■ GIVEN REQUEST ■
Copy out the material below word for word, from its first line through the line containing "point(420, 505)". Include both of those lines and nothing after them.
● ● ● ● ● ● ●
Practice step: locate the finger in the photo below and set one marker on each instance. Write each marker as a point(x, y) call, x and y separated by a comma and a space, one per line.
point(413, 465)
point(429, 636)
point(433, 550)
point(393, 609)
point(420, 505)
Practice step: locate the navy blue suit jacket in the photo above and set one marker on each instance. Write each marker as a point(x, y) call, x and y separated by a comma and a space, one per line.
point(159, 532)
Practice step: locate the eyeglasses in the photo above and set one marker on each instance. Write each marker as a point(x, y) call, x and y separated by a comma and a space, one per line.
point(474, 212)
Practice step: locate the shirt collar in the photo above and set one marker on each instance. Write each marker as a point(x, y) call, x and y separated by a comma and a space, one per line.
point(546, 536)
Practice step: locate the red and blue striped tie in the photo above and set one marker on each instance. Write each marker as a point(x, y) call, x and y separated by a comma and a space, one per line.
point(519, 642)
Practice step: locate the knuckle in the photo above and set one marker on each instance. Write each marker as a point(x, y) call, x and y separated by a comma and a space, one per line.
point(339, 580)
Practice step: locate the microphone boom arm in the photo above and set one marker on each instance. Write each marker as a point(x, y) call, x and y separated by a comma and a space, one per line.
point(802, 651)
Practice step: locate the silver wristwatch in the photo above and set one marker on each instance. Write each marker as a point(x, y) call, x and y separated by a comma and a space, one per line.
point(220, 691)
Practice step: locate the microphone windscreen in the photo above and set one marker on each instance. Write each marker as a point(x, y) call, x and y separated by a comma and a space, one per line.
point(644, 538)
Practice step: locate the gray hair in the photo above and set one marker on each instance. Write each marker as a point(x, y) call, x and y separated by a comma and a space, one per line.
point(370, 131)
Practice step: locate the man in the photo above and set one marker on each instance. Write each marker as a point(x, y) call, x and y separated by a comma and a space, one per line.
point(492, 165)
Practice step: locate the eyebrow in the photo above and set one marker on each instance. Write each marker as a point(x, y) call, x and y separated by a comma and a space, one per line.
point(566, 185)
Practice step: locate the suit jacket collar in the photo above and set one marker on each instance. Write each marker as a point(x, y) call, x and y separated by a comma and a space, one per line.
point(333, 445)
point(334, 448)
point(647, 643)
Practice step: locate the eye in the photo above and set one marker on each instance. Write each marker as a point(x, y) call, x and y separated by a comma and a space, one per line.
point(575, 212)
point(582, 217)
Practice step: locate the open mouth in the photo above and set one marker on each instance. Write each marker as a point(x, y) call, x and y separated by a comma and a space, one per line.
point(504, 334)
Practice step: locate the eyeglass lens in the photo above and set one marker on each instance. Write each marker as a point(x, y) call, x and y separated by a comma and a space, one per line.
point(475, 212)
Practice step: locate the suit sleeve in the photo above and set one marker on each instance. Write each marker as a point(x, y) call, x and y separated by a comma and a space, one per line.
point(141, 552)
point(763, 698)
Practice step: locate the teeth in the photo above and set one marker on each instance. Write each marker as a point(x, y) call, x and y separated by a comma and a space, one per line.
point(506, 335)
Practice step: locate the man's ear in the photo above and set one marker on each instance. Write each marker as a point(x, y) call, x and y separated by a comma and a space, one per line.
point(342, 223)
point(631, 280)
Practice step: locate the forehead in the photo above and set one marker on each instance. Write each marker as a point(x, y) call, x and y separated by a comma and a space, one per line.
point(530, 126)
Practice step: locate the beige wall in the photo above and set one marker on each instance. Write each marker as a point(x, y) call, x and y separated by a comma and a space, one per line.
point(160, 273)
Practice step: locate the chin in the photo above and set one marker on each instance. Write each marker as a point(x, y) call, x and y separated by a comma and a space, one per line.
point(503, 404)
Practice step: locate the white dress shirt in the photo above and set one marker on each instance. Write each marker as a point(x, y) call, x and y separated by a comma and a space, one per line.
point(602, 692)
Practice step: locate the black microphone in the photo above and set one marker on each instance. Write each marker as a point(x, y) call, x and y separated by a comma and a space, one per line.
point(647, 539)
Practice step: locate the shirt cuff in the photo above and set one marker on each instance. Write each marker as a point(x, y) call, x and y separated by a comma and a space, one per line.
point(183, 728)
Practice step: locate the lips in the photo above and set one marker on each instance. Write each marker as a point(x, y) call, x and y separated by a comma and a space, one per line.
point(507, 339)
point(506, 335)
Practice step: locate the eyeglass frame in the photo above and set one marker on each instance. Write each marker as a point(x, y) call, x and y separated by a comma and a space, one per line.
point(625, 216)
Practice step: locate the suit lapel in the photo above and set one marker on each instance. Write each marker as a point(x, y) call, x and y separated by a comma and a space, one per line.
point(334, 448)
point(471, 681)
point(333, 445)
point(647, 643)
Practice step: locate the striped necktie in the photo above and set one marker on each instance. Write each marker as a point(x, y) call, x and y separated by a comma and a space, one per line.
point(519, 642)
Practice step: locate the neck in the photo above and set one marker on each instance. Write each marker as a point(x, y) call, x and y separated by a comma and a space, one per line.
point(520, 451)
● ● ● ● ● ● ●
■ WRITTEN ANSWER ■
Practice step: locate the finger in the photo below and set one marker on each instance. Write each marker as a point(x, y) call, x and y separated by a comma and a space, one per line.
point(413, 465)
point(429, 636)
point(433, 550)
point(393, 609)
point(420, 505)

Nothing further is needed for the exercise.